══ Supplied material ══
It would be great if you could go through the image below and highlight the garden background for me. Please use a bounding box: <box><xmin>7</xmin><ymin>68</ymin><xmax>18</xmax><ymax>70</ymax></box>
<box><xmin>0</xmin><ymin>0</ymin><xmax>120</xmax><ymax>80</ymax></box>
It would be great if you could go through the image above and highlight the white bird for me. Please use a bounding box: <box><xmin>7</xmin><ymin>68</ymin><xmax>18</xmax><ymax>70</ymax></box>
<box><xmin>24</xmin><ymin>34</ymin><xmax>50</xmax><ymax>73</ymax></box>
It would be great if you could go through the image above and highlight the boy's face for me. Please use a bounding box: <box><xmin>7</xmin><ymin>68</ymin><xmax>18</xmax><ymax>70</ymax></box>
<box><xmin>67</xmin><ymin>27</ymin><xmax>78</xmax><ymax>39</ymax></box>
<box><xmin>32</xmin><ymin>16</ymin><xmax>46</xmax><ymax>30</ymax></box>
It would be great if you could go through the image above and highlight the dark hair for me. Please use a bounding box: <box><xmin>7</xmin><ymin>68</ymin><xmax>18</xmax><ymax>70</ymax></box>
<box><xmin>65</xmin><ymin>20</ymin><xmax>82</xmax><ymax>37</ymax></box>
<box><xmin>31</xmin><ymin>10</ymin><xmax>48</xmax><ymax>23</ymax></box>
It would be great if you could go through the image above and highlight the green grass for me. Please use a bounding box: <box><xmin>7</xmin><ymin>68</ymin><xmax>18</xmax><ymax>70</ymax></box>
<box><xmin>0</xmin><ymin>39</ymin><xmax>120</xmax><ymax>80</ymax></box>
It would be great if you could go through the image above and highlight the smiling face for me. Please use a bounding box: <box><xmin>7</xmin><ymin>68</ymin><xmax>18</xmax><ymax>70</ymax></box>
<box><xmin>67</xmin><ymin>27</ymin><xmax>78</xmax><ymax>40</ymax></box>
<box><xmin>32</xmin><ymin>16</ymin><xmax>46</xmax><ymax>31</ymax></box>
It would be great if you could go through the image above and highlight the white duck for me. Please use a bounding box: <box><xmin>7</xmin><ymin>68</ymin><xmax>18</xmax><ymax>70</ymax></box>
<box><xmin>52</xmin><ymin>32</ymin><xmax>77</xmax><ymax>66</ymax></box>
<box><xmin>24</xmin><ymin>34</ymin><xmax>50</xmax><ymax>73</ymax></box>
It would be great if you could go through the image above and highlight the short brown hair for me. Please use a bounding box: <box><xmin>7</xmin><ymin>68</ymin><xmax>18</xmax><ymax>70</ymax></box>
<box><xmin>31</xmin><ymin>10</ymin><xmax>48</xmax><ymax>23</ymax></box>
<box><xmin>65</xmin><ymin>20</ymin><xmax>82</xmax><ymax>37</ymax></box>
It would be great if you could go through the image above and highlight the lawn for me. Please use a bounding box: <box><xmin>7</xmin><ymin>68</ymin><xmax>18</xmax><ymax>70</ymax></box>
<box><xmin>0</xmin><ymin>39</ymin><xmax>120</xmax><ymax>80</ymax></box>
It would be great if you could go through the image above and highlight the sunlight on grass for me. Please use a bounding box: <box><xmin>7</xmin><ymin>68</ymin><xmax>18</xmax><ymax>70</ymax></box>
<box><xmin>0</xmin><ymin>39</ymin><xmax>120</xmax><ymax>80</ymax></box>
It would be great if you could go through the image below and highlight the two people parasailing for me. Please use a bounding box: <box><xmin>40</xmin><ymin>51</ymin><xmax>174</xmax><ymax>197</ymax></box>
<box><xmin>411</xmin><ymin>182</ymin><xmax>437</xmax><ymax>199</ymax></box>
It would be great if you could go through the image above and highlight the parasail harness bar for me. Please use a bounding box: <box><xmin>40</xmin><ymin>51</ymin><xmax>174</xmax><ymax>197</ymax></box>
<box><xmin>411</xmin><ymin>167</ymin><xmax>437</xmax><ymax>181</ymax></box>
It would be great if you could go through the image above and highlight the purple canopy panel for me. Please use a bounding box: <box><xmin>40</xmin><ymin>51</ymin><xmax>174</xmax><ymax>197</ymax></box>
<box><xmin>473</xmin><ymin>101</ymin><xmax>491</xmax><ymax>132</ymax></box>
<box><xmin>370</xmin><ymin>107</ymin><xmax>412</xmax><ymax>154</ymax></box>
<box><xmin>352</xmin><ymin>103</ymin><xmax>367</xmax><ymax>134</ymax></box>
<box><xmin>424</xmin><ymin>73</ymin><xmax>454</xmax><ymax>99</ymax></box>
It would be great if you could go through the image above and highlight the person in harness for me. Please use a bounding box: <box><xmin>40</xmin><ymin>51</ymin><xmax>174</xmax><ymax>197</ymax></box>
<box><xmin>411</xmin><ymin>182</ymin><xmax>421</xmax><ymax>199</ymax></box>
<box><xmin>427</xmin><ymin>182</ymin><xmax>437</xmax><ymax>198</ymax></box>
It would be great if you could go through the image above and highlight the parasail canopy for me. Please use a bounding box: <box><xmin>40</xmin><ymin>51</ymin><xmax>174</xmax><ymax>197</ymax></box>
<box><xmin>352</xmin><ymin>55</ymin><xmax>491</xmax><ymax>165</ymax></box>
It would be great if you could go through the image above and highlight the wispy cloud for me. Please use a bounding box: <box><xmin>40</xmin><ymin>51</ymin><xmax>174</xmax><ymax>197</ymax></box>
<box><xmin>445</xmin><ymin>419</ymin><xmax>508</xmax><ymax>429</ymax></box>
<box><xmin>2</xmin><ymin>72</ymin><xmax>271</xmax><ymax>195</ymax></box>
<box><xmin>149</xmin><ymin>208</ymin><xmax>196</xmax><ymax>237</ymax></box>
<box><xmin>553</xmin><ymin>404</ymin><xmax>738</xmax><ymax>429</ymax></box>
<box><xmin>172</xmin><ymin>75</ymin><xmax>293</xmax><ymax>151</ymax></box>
═══
- Written task
Could you write out every line again, from the one containing "the parasail canopy" down through the end of the data above, multiplying each bounding-box coordinate in the answers by 0.8 and rounding it to a whole number with halves going up, while leaving every other line as it is?

- Exercise solution
It would be great if you could go through the image above and highlight the parasail canopy for me. Please use a bounding box: <box><xmin>40</xmin><ymin>51</ymin><xmax>174</xmax><ymax>197</ymax></box>
<box><xmin>282</xmin><ymin>44</ymin><xmax>393</xmax><ymax>132</ymax></box>
It would be great if you could go through the image above and highlight the wispy cloud for me. Please use a bounding box: <box><xmin>40</xmin><ymin>51</ymin><xmax>174</xmax><ymax>197</ymax></box>
<box><xmin>356</xmin><ymin>335</ymin><xmax>406</xmax><ymax>343</ymax></box>
<box><xmin>2</xmin><ymin>58</ymin><xmax>217</xmax><ymax>156</ymax></box>
<box><xmin>119</xmin><ymin>166</ymin><xmax>157</xmax><ymax>190</ymax></box>
<box><xmin>442</xmin><ymin>323</ymin><xmax>590</xmax><ymax>343</ymax></box>
<box><xmin>138</xmin><ymin>60</ymin><xmax>234</xmax><ymax>121</ymax></box>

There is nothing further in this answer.